_Your task_
Gather every line of the listing below that contains the word "distant", and treat uppercase and lowercase letters as different.

Source data:
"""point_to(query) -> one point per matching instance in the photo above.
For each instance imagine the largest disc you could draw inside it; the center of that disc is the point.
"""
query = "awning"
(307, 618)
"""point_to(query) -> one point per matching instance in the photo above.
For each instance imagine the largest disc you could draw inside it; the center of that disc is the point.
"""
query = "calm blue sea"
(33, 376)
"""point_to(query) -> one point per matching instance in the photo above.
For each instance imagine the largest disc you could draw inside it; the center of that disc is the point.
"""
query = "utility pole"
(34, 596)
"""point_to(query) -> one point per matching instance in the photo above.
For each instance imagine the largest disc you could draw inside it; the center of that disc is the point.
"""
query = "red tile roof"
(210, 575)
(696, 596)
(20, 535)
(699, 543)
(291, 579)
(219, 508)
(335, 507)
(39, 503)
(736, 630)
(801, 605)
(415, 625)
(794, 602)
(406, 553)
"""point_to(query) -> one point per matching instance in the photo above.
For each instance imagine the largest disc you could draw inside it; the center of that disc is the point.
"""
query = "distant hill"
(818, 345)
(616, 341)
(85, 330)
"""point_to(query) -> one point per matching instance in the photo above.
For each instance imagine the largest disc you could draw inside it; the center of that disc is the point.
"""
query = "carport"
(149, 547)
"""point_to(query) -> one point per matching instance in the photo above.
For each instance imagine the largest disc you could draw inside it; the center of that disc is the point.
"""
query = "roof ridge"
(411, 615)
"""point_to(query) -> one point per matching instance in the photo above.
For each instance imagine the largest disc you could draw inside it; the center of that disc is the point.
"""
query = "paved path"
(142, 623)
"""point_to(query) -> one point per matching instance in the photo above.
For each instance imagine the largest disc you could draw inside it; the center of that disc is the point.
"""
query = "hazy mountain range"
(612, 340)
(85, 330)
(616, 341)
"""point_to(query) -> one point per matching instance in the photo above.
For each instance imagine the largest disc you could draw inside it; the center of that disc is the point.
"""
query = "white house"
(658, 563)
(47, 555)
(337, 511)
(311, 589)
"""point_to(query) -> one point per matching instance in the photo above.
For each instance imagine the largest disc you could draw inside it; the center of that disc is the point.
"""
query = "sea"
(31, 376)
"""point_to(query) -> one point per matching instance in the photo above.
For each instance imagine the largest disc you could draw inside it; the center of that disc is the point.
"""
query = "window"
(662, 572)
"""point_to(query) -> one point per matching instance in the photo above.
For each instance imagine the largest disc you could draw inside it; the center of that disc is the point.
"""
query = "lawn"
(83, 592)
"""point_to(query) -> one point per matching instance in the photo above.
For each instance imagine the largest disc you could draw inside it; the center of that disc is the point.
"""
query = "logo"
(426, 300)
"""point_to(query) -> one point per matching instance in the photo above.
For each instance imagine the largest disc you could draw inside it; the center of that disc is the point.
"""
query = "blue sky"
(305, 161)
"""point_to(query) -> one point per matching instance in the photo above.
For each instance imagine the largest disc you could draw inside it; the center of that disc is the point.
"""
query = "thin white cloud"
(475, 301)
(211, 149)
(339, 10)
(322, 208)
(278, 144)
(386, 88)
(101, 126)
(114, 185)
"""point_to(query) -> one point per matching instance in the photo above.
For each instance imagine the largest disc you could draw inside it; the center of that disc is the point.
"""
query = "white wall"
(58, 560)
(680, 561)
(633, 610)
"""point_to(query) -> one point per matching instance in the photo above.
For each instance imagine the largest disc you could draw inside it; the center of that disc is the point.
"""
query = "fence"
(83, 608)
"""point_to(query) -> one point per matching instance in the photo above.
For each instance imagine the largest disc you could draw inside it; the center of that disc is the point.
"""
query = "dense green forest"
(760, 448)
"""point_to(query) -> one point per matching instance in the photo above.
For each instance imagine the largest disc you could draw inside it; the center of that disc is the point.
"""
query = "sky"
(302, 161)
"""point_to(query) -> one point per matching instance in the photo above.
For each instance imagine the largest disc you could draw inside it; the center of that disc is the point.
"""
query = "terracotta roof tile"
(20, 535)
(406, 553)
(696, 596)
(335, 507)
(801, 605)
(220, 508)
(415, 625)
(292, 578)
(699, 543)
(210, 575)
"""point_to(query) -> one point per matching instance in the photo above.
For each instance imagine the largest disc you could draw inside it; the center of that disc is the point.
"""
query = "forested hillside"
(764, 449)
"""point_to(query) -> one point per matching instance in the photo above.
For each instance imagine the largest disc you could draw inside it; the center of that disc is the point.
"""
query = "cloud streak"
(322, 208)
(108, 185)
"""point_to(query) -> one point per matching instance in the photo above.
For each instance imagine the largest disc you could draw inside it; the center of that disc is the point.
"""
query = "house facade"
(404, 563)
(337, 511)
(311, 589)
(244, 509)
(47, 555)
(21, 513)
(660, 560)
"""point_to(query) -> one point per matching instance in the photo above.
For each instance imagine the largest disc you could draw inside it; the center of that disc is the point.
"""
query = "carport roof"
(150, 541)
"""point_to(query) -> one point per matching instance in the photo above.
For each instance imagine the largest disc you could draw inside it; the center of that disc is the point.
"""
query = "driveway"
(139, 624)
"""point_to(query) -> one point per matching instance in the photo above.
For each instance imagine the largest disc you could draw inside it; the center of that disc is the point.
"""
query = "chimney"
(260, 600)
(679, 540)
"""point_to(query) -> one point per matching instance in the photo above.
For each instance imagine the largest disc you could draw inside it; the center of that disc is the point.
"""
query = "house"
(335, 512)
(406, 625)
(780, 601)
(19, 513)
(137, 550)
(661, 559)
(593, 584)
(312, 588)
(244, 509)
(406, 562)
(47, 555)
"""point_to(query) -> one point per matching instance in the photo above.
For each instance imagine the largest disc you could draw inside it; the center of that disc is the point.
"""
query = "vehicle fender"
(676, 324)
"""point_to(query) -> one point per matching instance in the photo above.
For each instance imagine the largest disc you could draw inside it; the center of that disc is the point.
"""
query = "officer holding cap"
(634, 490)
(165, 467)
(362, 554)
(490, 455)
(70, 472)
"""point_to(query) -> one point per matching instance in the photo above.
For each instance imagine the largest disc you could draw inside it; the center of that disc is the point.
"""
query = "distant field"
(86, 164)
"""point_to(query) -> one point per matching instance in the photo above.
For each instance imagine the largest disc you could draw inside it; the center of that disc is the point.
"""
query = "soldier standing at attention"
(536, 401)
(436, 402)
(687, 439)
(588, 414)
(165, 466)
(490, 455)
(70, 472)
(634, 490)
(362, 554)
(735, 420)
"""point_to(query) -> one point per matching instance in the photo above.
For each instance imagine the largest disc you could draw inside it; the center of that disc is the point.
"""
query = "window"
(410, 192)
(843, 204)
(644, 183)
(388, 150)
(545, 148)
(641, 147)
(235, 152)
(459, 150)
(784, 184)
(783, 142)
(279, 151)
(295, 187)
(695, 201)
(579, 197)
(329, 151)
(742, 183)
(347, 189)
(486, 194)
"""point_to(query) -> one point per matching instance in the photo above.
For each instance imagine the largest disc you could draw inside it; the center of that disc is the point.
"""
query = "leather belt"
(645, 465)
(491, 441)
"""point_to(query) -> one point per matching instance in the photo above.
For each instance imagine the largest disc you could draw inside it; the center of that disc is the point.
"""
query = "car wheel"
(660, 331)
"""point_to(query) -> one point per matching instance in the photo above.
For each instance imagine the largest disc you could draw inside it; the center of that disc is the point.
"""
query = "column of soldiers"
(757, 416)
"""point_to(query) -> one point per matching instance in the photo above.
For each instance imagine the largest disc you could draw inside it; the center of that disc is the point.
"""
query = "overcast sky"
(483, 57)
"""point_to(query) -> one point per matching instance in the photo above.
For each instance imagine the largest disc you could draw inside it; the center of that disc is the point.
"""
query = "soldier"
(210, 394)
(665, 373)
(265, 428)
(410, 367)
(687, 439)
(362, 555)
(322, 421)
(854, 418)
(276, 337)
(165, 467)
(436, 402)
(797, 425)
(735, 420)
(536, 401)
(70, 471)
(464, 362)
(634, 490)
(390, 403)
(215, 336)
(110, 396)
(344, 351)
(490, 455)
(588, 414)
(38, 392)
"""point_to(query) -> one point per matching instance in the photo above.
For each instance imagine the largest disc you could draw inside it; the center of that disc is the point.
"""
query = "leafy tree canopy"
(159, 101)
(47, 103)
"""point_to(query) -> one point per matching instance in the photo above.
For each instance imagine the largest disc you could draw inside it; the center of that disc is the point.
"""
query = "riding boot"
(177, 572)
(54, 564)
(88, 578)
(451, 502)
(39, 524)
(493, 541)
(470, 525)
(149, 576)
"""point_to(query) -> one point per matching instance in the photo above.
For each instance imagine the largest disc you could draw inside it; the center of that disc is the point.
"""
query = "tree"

_Task output_
query = "distant hill"
query = "distant field"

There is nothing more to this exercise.